━━ DOCUMENT EXCERPT ━━
Monday, May 14, 2007

A Day in the Life...

as shared by Tawny Weber

Wake at 11, rested and fresh.
A leasurely breakfast in bed, the paper and a rose.
A quick jaunty walk through the park to clear my head.
An afternoon at the computer, words flowing like fine wine. Sweet, intoxicating and quickly melding into a fabulously addicting story.
Dinner out with my precious and well-behaved children and my ever-so-attentive husband.
An evening of entertainment as we relax together in our spotlessly clean house, well-trained pups at our feet, everyone happy and content.

Ha ....

I write fiction.

It always amuses me when people get comment on how easy it must be that I am home all day to write. The reality is, I don't write during the day - Because we homeschool, the morning and afternoon hours are when I teach my youngest daughter. They are also when I deal with email, promotional issues, endless phonecalls, and putting out fires. Lots of fires. I can't write during the day.

My house is a continuous work-in-progress, the laundry is never done, and my kids... well, really they really do rock. But the rest of that imagined day is wishful thinking.

I am lucky, though. I love writing and love being able to make it an intinsic part of my day to day life. And that it is - My family knows when the headphones go on in the evening, I'm checking out. Becaues this has been the standard MO for almost 5 years now, most of my youngest daughters life, they simply accept it as a given that mom writes.
━━━
━━ DATA PROVIDED ━━
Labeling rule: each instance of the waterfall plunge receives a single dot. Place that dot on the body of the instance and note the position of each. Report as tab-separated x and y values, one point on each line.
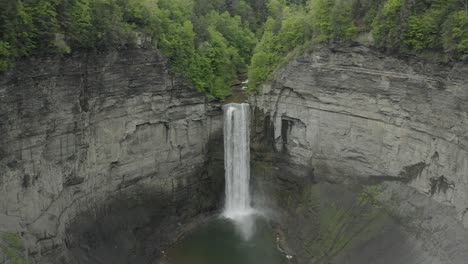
237	167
━━━
### [WHAT YOU ARE ASKED TO DO]
According to the blog post about a writer's day, please say how long putting on headphones in the evening to write has been the standard routine.

### [CORRECT RESULT]
Almost 5 years.